_TASK REQUIREMENTS_
Substitute "circle" for every "disc" in the listing below and write it out again with nothing else changed. Leave out the pictures.

_Photo-based point labeling listing_
—————
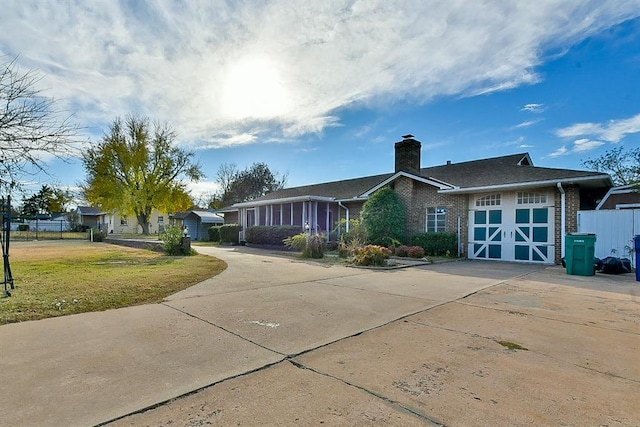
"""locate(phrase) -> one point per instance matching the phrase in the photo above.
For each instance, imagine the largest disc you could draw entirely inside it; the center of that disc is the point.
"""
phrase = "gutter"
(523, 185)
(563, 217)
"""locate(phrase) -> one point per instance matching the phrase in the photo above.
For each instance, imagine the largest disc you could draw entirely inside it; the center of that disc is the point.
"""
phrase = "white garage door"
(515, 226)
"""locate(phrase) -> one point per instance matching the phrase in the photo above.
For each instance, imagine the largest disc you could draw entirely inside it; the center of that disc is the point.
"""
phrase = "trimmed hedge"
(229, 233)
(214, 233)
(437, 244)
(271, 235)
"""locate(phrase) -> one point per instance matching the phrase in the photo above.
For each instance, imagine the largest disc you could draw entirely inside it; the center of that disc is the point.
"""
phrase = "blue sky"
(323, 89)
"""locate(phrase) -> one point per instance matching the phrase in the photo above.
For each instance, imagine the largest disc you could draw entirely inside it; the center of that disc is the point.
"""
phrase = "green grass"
—————
_EXERCISE ANSWER_
"""locate(phrase) -> one point per instance matching the phrase in the photo above.
For each instance, imagine the largest circle you could draw entirely inside it; the center of that circle is the point.
"""
phrase = "gutter"
(523, 185)
(563, 217)
"""locate(phrase) -> one point per instance matching the phrase in the photo above.
For each instance, imagine the largest circle you could draw entirely inside it; the center of that circle is the point.
"""
phrase = "white garage door"
(515, 226)
"""locate(phrase) -> one point per instance matching the phrase in the photo above.
For each instance, imagine the largest circle you could draw entirely inside it; the center of that circle is the point.
"""
phrase = "trimmed hedge"
(229, 233)
(214, 233)
(437, 244)
(271, 235)
"""locate(phrase) -> one point per instance matching the phrase in the photo above.
For each instance, imagine the largest circle you could draw entirely inside it; the center of that circle is the point.
"""
phrase = "blue sky"
(323, 89)
"""locate(phrase) -> one point per instance matching the phrase in the photo above.
For each instance, imagine the largest circle you could draw entirely inside it; the center of that circle is the point.
"""
phrase = "green grass"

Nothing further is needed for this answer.